Dec 16, 2020 at 6:19 pm #3689425I should have also pointed out about the cattle, it is for a short period of time. Like 4 or 5 months. Then they are out. If they get a controlled burn, then no cattle on that section for something like a year. The NFS has also gone in and removed invasive plants, namely cedar trees. They cut them, pile them up and let them sit for a few months drying. Then they get the brush fire trucks out there and light a match on the piles. They are attempting to replicate nature.
Dec 16, 2020 at 6:55 pm #3689432“You can do the googling. There are existing “travel corridors” for example in Wrangell-St. Elias NP, in designated Wilderness, that allow ORV travel. I saw it myself, and at the time, was shocked. It was NPS staff riding the ORVs.”
I googled a bit. The first things that comes up is this BPL article. There may be some inholdings that require vehicle access, but you still haven’t show that ORV’s are Often in wilderness areas. Even the trail maintenance crews carry crosscut saws instead of chain saws. You can get a ticket for building a 3 rock cairn.
I have no quarrel with requiring grazing permittees to clean up their act. There is one locally that is troubled greatly by the wolves moving back in and loses dozens of cattle per year, which is followed by several wolves being killed in response. I would like to see the agencies find that ranch other grazing opportunities away from the difficult to manage roadless wolf country.
Multiple use lands are, well, multiple use. A higher beneficial use of public lands was seen as one that could support people’s survival- feed and cloth them. Recreation was a good thing too, but not at the expense of peoples making a living. National Parks were for that sort of thing.
Dec 16, 2020 at 7:04 pm #3689434St. Elias NP, in designated Wilderness,
If it is inside the National Park, it is not under the jurisdiction of the Wildnerness Act nor it it managed by the USFS is it???
Dec 16, 2020 at 7:07 pm #3689437Good question Bruce, there are a number of designated Wilderness areas inside National Parks that are designated and managed as Wilderness under the land management jurisdiction of the NPS.
An example “down here” is the Olympic Wilderness inside Olympic National Park.
The Wrangell-St. Elias Wilderness, I think, is the largest designated Wilderness in the US (10M acres), and if I recall, exists entirely inside the NP.

(Records excerpted from a collection)
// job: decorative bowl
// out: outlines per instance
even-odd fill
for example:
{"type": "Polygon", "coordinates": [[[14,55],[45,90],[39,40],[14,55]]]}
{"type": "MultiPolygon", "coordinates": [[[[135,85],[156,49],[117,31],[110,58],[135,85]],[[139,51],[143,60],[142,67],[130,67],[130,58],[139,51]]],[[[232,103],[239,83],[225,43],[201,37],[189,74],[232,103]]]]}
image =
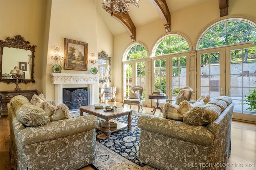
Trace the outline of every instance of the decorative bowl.
{"type": "Polygon", "coordinates": [[[61,72],[61,70],[62,69],[62,68],[61,68],[61,66],[59,64],[55,64],[52,67],[52,69],[53,69],[53,72],[61,72]]]}
{"type": "Polygon", "coordinates": [[[98,69],[96,67],[92,67],[90,71],[92,74],[96,74],[98,72],[98,69]]]}
{"type": "Polygon", "coordinates": [[[111,106],[108,105],[104,107],[104,109],[107,111],[112,111],[116,109],[117,109],[117,107],[115,106],[111,106]]]}

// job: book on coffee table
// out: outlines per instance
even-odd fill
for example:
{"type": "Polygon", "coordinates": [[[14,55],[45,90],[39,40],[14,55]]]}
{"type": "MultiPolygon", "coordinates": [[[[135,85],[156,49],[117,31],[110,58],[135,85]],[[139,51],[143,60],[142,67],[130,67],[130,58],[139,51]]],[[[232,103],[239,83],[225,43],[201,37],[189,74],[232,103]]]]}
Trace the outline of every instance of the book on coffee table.
{"type": "MultiPolygon", "coordinates": [[[[100,123],[100,127],[106,127],[106,124],[105,123],[105,120],[101,121],[101,123],[100,123]]],[[[117,127],[117,122],[116,122],[116,121],[115,120],[110,120],[109,123],[110,124],[110,127],[117,127]]]]}

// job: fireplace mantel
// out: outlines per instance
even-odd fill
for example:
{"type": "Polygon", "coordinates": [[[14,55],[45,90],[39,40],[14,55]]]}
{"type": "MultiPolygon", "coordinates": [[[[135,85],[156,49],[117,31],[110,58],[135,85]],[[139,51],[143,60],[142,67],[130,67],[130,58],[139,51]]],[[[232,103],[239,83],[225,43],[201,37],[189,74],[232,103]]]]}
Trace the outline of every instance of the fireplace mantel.
{"type": "Polygon", "coordinates": [[[52,84],[55,86],[55,101],[56,105],[62,103],[63,84],[88,84],[90,90],[90,103],[94,104],[94,95],[93,84],[99,83],[98,74],[70,73],[51,73],[52,78],[52,84]]]}

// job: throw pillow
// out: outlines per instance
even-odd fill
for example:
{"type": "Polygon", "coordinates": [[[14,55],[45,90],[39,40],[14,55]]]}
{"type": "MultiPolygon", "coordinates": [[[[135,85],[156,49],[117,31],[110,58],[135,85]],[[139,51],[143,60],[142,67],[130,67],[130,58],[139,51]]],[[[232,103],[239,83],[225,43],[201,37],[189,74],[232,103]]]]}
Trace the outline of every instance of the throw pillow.
{"type": "Polygon", "coordinates": [[[129,99],[139,99],[140,98],[140,90],[134,91],[131,90],[130,93],[129,99]]]}
{"type": "Polygon", "coordinates": [[[175,101],[175,104],[180,104],[180,102],[184,101],[186,100],[184,93],[182,93],[181,94],[179,94],[176,96],[176,100],[175,101]]]}
{"type": "Polygon", "coordinates": [[[53,115],[56,107],[48,102],[44,102],[41,104],[42,108],[48,114],[50,117],[53,115]]]}
{"type": "Polygon", "coordinates": [[[50,122],[50,117],[47,113],[38,106],[30,104],[20,104],[18,106],[18,101],[14,102],[12,104],[17,106],[17,109],[15,111],[17,118],[26,126],[40,126],[50,122]]]}
{"type": "Polygon", "coordinates": [[[221,109],[214,104],[195,107],[183,117],[183,122],[194,125],[206,125],[214,121],[221,113],[221,109]]]}
{"type": "Polygon", "coordinates": [[[69,114],[68,107],[65,104],[60,104],[54,111],[53,114],[50,117],[51,121],[56,121],[71,118],[69,114]]]}
{"type": "Polygon", "coordinates": [[[208,102],[207,104],[213,104],[218,106],[221,109],[221,111],[223,111],[228,106],[227,103],[225,102],[220,99],[214,99],[212,101],[208,102]]]}
{"type": "Polygon", "coordinates": [[[37,96],[36,94],[34,94],[33,95],[33,96],[32,96],[32,98],[31,98],[31,100],[30,100],[30,103],[33,105],[36,105],[36,102],[42,103],[44,102],[44,101],[41,99],[39,96],[37,96]]]}
{"type": "Polygon", "coordinates": [[[194,107],[199,106],[200,106],[204,105],[204,102],[202,100],[201,100],[196,102],[193,104],[191,104],[190,106],[192,107],[194,107]]]}

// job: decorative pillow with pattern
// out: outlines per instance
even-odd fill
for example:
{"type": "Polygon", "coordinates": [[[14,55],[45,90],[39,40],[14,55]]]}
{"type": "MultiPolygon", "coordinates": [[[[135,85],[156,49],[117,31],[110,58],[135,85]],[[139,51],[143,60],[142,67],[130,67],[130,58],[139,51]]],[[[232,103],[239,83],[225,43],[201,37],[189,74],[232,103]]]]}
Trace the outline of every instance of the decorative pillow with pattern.
{"type": "Polygon", "coordinates": [[[53,114],[50,117],[51,121],[56,121],[71,118],[69,114],[68,107],[65,104],[60,104],[54,111],[53,114]]]}
{"type": "Polygon", "coordinates": [[[230,97],[226,96],[221,96],[218,97],[216,98],[216,99],[220,99],[222,101],[226,102],[227,103],[227,105],[228,106],[231,103],[232,103],[232,101],[233,100],[232,100],[232,98],[230,97]]]}
{"type": "Polygon", "coordinates": [[[42,108],[44,110],[50,117],[53,115],[53,113],[56,109],[56,107],[48,102],[44,102],[41,104],[42,108]]]}
{"type": "Polygon", "coordinates": [[[50,117],[41,108],[29,104],[22,105],[18,101],[13,102],[12,106],[17,107],[14,111],[17,118],[27,126],[36,126],[45,125],[50,121],[50,117]]]}
{"type": "Polygon", "coordinates": [[[186,100],[184,93],[182,93],[181,94],[179,94],[176,96],[176,100],[175,101],[175,104],[180,104],[180,102],[184,101],[186,100]]]}
{"type": "Polygon", "coordinates": [[[170,103],[166,103],[163,107],[162,117],[183,121],[183,116],[190,108],[190,105],[187,101],[182,102],[178,107],[170,103]]]}
{"type": "Polygon", "coordinates": [[[37,102],[42,103],[46,101],[44,101],[40,99],[39,96],[37,96],[36,94],[34,94],[33,95],[33,96],[32,96],[32,98],[31,98],[31,100],[30,100],[30,103],[33,105],[36,105],[37,102]]]}
{"type": "Polygon", "coordinates": [[[130,93],[129,99],[139,99],[140,98],[140,90],[134,91],[131,90],[130,93]]]}
{"type": "Polygon", "coordinates": [[[183,122],[194,125],[206,125],[214,121],[221,113],[220,108],[214,104],[195,107],[183,117],[183,122]]]}
{"type": "Polygon", "coordinates": [[[228,106],[227,103],[220,99],[214,99],[214,100],[210,101],[207,104],[213,104],[219,106],[221,109],[221,111],[223,111],[228,106]]]}

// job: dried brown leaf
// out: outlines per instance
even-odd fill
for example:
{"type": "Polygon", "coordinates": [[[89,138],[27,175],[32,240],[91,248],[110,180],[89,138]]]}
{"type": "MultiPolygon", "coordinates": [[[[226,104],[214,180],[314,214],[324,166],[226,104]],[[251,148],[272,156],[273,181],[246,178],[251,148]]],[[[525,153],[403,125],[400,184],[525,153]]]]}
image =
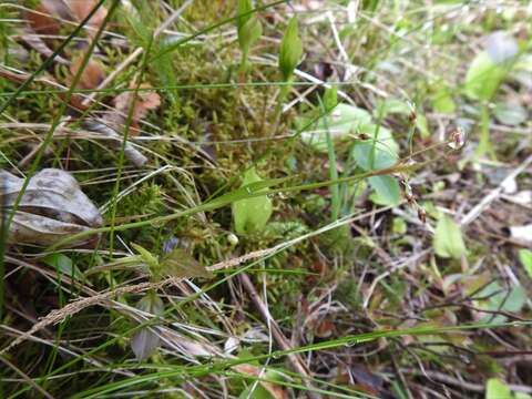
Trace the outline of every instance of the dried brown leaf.
{"type": "MultiPolygon", "coordinates": [[[[0,170],[0,198],[13,206],[24,183],[0,170]]],[[[47,168],[30,178],[9,226],[8,241],[51,245],[59,238],[102,225],[102,216],[68,172],[47,168]]]]}
{"type": "Polygon", "coordinates": [[[50,14],[44,4],[39,6],[34,11],[27,11],[25,19],[35,33],[58,34],[61,23],[50,14]]]}
{"type": "MultiPolygon", "coordinates": [[[[84,20],[98,4],[98,1],[95,0],[65,0],[64,2],[68,4],[78,22],[84,20]]],[[[96,29],[100,28],[106,16],[108,9],[105,7],[100,7],[89,20],[88,25],[96,29]]]]}
{"type": "MultiPolygon", "coordinates": [[[[130,86],[133,89],[133,86],[130,86]]],[[[140,89],[150,89],[151,85],[147,83],[143,83],[140,85],[140,89]]],[[[130,112],[130,106],[133,104],[133,99],[134,99],[134,92],[133,91],[127,91],[123,92],[116,98],[114,98],[113,103],[119,111],[119,113],[122,115],[117,120],[113,121],[116,124],[123,124],[125,123],[125,117],[123,115],[127,115],[130,112]]],[[[139,122],[147,115],[147,112],[150,110],[155,110],[158,105],[161,105],[161,98],[156,92],[152,91],[139,91],[137,98],[134,103],[134,109],[132,113],[132,121],[131,121],[131,134],[132,135],[139,135],[139,122]]]]}

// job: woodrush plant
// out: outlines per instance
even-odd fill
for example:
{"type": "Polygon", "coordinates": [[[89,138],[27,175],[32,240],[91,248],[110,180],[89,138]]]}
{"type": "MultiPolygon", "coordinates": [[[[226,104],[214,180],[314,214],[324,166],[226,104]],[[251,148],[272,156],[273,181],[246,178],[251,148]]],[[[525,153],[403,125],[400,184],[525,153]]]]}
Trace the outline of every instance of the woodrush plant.
{"type": "Polygon", "coordinates": [[[241,65],[238,72],[241,79],[245,80],[245,75],[249,70],[249,49],[260,39],[263,34],[263,24],[256,13],[252,13],[252,0],[238,0],[237,3],[236,28],[238,33],[238,45],[242,51],[241,65]]]}
{"type": "Polygon", "coordinates": [[[283,80],[287,83],[280,88],[277,98],[277,106],[275,111],[276,119],[280,115],[283,103],[290,92],[291,82],[294,80],[294,71],[303,55],[303,43],[299,39],[297,17],[293,17],[286,27],[285,35],[280,41],[279,48],[279,71],[283,80]]]}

▶ _Required work_:
**1)** In the forum thread on wilderness lands, which designated Wilderness is given as an example of one inside a National Park "down here"?
**2)** Can you condense the paragraph of the forum thread on wilderness lands that begins "I have no quarrel with requiring grazing permittees" into a short bulleted list that keeps its main facts?
**3)** Could you pick up the forum thread on wilderness lands after its last post and carry the discussion on?

▶ _Per-task outputs_:
**1)** The Olympic Wilderness, inside Olympic National Park.

**2)**
- The writer supports requiring grazing permittees to clean up their act.
- One local ranch is badly affected by wolves moving back in and loses dozens of cattle a year.
- Several wolves are then killed in response.
- The writer wants the agencies to find that ranch other grazing opportunities away from roadless wolf country, which is hard to manage.

**3)**
Of course, there are non-Wilderness portions of these parks as well – this is where the road and building infrastructure exists.
Dec 16, 2020 at 8:00 pm #3689445“Extent and appropriateness of subsidies for grazing.”
I think we need to look at subsidies broadly, including this one, and rethink them with the benefit of the general population as the guiding principle instead of the benefit of corporations and other business interests.
Dec 16, 2020 at 8:32 pm #3689448@ Ryan, I would think if it is in the NP, then it is not under the Wilderness Act and the Dept of Interior and NPS and motorized vehicles might not be prohibited.
@ Doug, Yup. I would not put subsidies for grazing on marginal land at the top of my list of things to fix. The dirt cheap oil leases on land that have not changed for 40 or 50 years would be near the top. Next would probably be the subsidization of water for agro-business or increased urbanization, like Las Vegas going after aquifiers near Great Basin NP, or the extended Cal Water project building new canals to send northern Sierra water to water the SoCal desert towns.
Cheers
Dec 16, 2020 at 8:36 pm #3689449@btolley the way I understand it is that the Wilderness Act authorizes any land management agency to manage designated Wilderness, as long as they do so according to the guidelines and principles of the Act. Thus, BLM/NPS/USFS can be the land manager of designated Wilderness if the Wilderness lands fall under their management jurisdiction.
I wonder what would happen if a private landowner (like Ted Turner) got some of their land approved to be designated as Wilderness?